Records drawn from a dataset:

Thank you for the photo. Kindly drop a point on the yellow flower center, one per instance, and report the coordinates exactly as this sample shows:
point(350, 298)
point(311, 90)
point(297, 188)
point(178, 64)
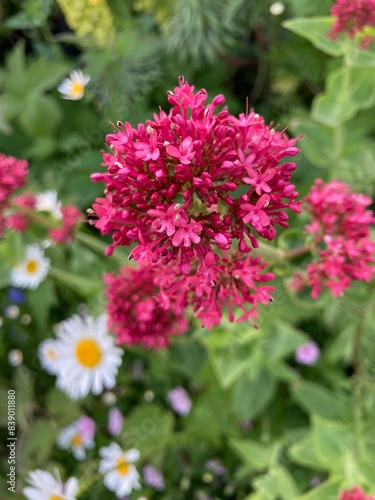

- HOW TO COMPLETE THIS TASK: Word for word, repeat each record above; leave out every picture.

- RESULT OF THIS EXERCISE:
Thank you for the photo. Kindly drop a point on the yellow flower center, one per instance, and report the coordinates exactly as this sample shows:
point(350, 298)
point(311, 90)
point(297, 188)
point(178, 64)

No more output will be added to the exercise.